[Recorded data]
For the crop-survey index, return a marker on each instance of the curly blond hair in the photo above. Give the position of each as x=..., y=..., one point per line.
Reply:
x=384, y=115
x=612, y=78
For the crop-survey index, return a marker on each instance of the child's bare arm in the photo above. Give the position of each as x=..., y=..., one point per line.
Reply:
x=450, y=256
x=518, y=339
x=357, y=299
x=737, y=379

=== WHAT THE TASK REQUIRES ===
Copy all records verbatim.

=== REPLY TO THE EXERCISE ===
For the crop-survey index, return a marker on each instance of the curly blond hair in the photo above. Give the position of each as x=..., y=..., one point per line.
Reply:
x=384, y=115
x=612, y=78
For the crop-survey index, return a marker on each instance of the child's bare arm in the photo above. Give the position of each as x=..., y=..., one point per line.
Reply:
x=450, y=256
x=518, y=339
x=357, y=299
x=737, y=379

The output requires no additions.